▸ **Source text**:
= = = = = = =
The Archdiocese of Baltimore has formally notified area Catholics of its intention to fold 31 parishes into other ones effective Dec. 1, setting in motion the plan to close dozens of churches before the holidays.
Under the Seek the City plan announced in May, the number of parishes in Baltimore and parts of Baltimore County would be reduced from 61 to 23, while the number of worship sites would decrease from 59 to 30. The plan means the closure of dozens of churches across the region.
Many Catholics were outraged by the news that their beloved parishes would close a few weeks before Christmas.
Lifelong Catholic Ralph Moore said the callousness of archdiocesan leaders had prompted him to leave the faith.
“It’s an eviction from our church home,” said Moore, who belongs St. Ann’s in Govans, which is slated to close Dec. 1. “Those folks downtown think they can just move us around like pieces on a chessboard.”
Archbishop William E. Lori said in a letter to Baltimore Catholics that it was “not an easy time.”
“I appreciate the input you have offered, the love you have for your community, and I recognize that this is not an easy journey,” Lori wrote in a letter read at Mass last weekend.
Lori issued official decrees to 31 parishes that they are being merged, or folded, into others. He said the action is required by Canon Law.
Christian Kendzierski, a spokesperson for the Archdiocese, said parishioners have until Oct. 11 to submit a written appeal before the mergers take effect on Dec. 1, the first Sunday of Advent and the start of a new liturgical year.
The process of closing churches that in some cases have stood in neighborhoods for a century or more promises to be gut-wrenching.
One parish to formally receive notice of its looming merger is St. Ann, a Black Catholic Church in East Baltimore. St. Ann is set to merge with St. Francis Xavier, which is located a mile away and is one of the oldest African American Catholic churches in the country.
= = = = = = =
[Stored data entries]

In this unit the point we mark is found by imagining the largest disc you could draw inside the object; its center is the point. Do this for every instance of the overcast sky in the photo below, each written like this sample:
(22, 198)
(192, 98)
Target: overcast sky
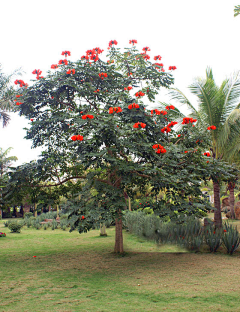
(191, 35)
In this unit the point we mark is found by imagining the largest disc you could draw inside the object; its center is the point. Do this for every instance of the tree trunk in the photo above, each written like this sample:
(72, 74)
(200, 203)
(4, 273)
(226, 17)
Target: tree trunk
(217, 205)
(231, 198)
(35, 210)
(118, 235)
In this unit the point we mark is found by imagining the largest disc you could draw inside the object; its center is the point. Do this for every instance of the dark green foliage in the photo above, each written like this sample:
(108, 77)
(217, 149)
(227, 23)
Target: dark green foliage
(15, 227)
(230, 238)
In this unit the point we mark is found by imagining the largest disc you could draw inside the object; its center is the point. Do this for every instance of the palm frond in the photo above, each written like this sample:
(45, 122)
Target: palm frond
(4, 118)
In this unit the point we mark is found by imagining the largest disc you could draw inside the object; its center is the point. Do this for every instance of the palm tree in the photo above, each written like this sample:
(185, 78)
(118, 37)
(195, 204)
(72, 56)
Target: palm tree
(6, 97)
(216, 106)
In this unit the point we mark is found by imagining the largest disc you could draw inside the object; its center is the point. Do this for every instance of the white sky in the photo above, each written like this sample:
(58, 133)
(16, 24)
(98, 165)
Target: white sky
(191, 35)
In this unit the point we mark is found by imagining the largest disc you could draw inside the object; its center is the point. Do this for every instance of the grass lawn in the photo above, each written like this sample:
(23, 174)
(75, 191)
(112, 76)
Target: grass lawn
(73, 272)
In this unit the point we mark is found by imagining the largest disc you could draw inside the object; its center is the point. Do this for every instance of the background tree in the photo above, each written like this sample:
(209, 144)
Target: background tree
(5, 167)
(91, 117)
(218, 114)
(7, 97)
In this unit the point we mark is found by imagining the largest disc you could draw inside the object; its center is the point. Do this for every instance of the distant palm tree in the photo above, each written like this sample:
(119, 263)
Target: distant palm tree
(7, 93)
(217, 106)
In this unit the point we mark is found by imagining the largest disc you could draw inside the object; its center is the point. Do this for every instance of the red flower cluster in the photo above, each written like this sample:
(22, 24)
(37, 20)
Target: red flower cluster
(37, 72)
(133, 105)
(158, 112)
(172, 123)
(186, 120)
(21, 83)
(132, 41)
(139, 94)
(170, 107)
(139, 124)
(77, 137)
(157, 57)
(160, 148)
(128, 88)
(207, 154)
(112, 42)
(102, 75)
(145, 56)
(146, 49)
(66, 53)
(212, 127)
(87, 116)
(115, 109)
(158, 65)
(63, 62)
(70, 71)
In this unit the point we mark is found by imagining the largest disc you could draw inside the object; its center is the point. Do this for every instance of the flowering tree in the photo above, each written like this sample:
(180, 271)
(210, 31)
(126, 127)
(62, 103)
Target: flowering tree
(92, 117)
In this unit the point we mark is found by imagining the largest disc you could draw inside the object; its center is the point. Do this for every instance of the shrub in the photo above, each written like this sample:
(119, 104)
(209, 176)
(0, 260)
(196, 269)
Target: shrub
(213, 237)
(15, 227)
(6, 223)
(230, 238)
(27, 215)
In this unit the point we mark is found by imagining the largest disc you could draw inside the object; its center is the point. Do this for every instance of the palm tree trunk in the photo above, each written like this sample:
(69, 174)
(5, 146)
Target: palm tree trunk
(231, 186)
(217, 212)
(118, 235)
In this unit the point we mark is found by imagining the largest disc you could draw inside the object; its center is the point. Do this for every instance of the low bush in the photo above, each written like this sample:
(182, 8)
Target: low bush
(15, 227)
(230, 238)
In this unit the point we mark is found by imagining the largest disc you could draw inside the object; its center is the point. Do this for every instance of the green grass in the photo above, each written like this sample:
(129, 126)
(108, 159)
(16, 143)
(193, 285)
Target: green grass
(73, 272)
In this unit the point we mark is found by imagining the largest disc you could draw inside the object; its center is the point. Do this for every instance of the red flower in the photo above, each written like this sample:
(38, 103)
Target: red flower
(139, 94)
(66, 53)
(145, 56)
(98, 50)
(115, 109)
(158, 57)
(20, 82)
(85, 57)
(102, 75)
(132, 41)
(37, 72)
(94, 57)
(146, 49)
(63, 62)
(186, 120)
(112, 42)
(79, 137)
(70, 71)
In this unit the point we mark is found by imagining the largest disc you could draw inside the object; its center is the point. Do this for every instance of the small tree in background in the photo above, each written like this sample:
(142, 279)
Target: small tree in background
(93, 118)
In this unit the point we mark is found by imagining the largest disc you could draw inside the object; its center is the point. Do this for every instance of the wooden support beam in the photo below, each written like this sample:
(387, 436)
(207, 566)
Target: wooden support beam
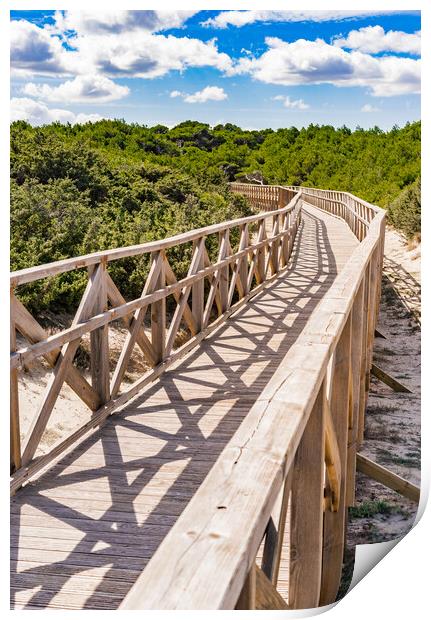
(224, 247)
(15, 438)
(356, 355)
(27, 325)
(378, 334)
(306, 524)
(334, 522)
(267, 596)
(144, 343)
(390, 381)
(61, 368)
(135, 328)
(198, 287)
(275, 532)
(332, 457)
(247, 598)
(99, 344)
(387, 478)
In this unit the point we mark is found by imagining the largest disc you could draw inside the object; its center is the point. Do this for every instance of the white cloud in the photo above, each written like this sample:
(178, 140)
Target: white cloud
(36, 113)
(209, 93)
(317, 62)
(298, 104)
(146, 55)
(133, 52)
(242, 18)
(33, 48)
(373, 39)
(369, 108)
(115, 22)
(88, 89)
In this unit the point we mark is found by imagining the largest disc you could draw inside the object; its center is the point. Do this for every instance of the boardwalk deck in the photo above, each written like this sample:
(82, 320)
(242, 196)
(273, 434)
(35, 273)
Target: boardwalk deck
(83, 532)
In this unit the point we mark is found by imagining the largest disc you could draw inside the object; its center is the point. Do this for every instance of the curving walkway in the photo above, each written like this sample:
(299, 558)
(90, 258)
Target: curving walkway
(83, 532)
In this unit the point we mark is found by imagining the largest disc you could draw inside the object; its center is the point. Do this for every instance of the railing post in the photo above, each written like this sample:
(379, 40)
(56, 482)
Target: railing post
(247, 598)
(306, 521)
(356, 360)
(260, 264)
(15, 439)
(198, 292)
(243, 263)
(334, 522)
(99, 344)
(364, 357)
(224, 271)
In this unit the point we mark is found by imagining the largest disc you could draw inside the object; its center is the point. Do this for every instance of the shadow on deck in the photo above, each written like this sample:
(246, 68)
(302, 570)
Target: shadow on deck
(100, 513)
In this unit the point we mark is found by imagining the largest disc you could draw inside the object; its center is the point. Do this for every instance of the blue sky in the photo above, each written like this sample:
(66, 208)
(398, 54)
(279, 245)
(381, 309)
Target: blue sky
(253, 68)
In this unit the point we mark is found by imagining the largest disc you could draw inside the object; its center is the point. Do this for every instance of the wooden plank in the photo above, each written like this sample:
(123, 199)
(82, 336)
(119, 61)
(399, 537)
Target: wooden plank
(224, 247)
(116, 299)
(188, 314)
(31, 274)
(307, 514)
(198, 287)
(195, 265)
(275, 533)
(136, 327)
(247, 598)
(251, 471)
(356, 352)
(99, 344)
(60, 370)
(267, 596)
(27, 325)
(76, 331)
(333, 533)
(15, 438)
(332, 457)
(383, 376)
(387, 478)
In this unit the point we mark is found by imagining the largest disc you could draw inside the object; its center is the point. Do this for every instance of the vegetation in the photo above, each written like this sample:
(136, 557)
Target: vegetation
(81, 188)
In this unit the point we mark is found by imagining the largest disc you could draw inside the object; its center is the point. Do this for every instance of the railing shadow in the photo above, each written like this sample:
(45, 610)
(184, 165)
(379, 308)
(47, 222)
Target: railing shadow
(405, 286)
(136, 475)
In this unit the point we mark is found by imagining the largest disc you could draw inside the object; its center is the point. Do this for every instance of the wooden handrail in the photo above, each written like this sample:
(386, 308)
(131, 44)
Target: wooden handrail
(232, 279)
(310, 416)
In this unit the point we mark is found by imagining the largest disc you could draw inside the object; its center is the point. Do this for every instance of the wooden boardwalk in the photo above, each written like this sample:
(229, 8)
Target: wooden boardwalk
(83, 531)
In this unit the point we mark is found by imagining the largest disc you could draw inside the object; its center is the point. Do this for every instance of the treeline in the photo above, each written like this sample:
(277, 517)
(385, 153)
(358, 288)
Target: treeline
(81, 188)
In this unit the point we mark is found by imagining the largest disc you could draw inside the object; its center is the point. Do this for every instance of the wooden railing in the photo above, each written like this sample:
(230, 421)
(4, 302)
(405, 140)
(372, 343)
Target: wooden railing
(294, 454)
(264, 197)
(201, 301)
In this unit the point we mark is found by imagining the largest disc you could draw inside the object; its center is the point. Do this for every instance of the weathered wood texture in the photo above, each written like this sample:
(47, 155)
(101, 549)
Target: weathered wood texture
(206, 471)
(83, 532)
(208, 310)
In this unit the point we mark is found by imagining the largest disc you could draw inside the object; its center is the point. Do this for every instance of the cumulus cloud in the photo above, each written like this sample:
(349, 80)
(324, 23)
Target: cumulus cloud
(373, 39)
(113, 44)
(115, 22)
(369, 108)
(37, 113)
(82, 89)
(243, 18)
(33, 48)
(209, 93)
(298, 104)
(317, 62)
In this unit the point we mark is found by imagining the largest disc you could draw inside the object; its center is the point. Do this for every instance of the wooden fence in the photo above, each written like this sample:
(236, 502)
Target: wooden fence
(201, 301)
(295, 454)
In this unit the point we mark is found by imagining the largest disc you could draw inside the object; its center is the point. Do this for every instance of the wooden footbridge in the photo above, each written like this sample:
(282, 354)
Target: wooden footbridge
(223, 479)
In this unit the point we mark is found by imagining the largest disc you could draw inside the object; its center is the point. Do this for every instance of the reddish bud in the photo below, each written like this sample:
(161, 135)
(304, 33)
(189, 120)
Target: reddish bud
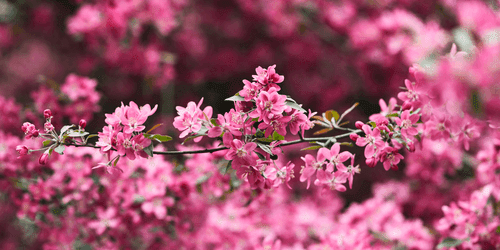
= = = = = = =
▸ **To be done**:
A - According to the article on the Baltimore parish mergers, to how many would the Seek the City plan reduce the number of parishes in Baltimore and parts of Baltimore County?
B - Reproduce the passage of the article on the Baltimore parish mergers starting at "Christian Kendzierski, a" and ending at "new liturgical year.", substituting "formal appeal" for "written appeal".
C - Proceed with the article on the Baltimore parish mergers, picking up after its final sentence.

▸ **Expected results**:
A - It would reduce them from 61 to 23.

B -
Christian Kendzierski, a spokesperson for the Archdiocese, said parishioners have until Oct. 11 to submit a formal appeal before the mergers take effect on Dec. 1, the first Sunday of Advent and the start of a new liturgical year.

C -
Moore, who has attended St. Ann’s for 30 years, helped raise $30,000 for a new roof for the church. He was part of a delegation that traveled to Rome last year to advocate for the canonization of six Black Catholics. St. Ann’s, which is more than 150 years old, is also an important site of Black Catholic history, Moore said.
Of 16 parishes identified by the archdiocese as predominantly Black, nine are being merged with other parishes and closing their churches.
Moore said he had met extensively with Auxiliary Bishop Bruce Lewandowski throughout the Seek the City process, joining him for periodic lunches at Tamber’s Restaurant in Charles Village to discuss the importance of the city’s Black Catholic congregations.
“I think it’s heartless that they have a deadline for churches to close three weeks before Christmas,” Moore said. “It’s just mean.”
Moore said people drive for miles to attend St. Ann’s, many of whom had been attending the church their whole lives. About 45 to 50 people attend regular Sunday Mass and as many as 300 come to holiday services, he said.
“People thought they would be buried from their home church and now they can’t,” he said.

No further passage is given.